Image object location records:
◇ ◇ ◇ ◇ ◇
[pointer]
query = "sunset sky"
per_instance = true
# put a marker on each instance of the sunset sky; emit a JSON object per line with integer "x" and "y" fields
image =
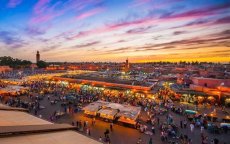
{"x": 112, "y": 30}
◇ ◇ ◇ ◇ ◇
## CHALLENGE
Recast all the records above as a two-column CSV with the headers "query" and "location", one row per record. Put each value in a single quoted field with line breaks turned into spaces, and leave the pictures out.

## RESULT OF THIS TASK
query,location
"[pointer] query = ""sunset sky"" per_instance = true # put a marker on each instance of the sunset sky; emit a JSON object per line with integer ""x"" and ""y"" fields image =","{""x"": 112, ""y"": 30}"